### Problem to solve:
Each line of the entries, from the first to the line containing "Target: framed picture on shelf", is to be transcribed exactly as it stands; include no other lines.
__________
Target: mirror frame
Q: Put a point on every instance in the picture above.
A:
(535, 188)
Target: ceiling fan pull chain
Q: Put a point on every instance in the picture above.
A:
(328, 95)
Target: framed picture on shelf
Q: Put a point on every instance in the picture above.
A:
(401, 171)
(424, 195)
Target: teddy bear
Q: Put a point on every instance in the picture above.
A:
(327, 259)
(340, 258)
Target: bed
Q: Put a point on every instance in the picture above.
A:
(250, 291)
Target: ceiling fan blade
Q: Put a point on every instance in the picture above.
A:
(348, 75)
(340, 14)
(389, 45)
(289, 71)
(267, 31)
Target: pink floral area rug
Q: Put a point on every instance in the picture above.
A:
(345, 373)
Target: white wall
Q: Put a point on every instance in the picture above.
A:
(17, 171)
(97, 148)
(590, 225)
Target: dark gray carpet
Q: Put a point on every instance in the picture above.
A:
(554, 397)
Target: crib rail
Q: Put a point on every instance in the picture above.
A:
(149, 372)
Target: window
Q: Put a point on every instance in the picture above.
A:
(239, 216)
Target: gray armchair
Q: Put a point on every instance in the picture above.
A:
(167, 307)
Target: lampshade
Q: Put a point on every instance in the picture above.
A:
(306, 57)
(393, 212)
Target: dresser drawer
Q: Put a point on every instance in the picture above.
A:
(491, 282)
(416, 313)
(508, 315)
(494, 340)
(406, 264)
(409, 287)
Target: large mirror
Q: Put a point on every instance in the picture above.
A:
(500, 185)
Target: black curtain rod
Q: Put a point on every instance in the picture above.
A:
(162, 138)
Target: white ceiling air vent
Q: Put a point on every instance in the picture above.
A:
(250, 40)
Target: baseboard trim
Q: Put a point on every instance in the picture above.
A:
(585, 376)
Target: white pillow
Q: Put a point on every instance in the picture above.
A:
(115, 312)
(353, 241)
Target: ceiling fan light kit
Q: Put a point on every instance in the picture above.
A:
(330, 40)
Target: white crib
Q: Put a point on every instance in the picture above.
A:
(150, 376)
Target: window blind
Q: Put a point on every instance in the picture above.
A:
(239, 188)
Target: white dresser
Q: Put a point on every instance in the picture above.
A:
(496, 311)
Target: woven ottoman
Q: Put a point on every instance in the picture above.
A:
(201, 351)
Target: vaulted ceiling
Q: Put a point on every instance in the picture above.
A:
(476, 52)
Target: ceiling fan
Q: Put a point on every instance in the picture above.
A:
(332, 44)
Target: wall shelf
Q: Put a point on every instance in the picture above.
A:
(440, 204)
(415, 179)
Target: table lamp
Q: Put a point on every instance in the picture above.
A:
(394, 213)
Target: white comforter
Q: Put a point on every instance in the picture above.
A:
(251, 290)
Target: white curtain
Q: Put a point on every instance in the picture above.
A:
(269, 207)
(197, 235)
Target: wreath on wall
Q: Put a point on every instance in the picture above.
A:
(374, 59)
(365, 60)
__________
### Response to the exercise:
Target: mirror frame
Q: Put a point on every instance in the picture above.
A:
(535, 188)
Target: ceiling fan pull chain
Q: Put a point on every instance in the picture above.
A:
(328, 95)
Target: framed picture on shelf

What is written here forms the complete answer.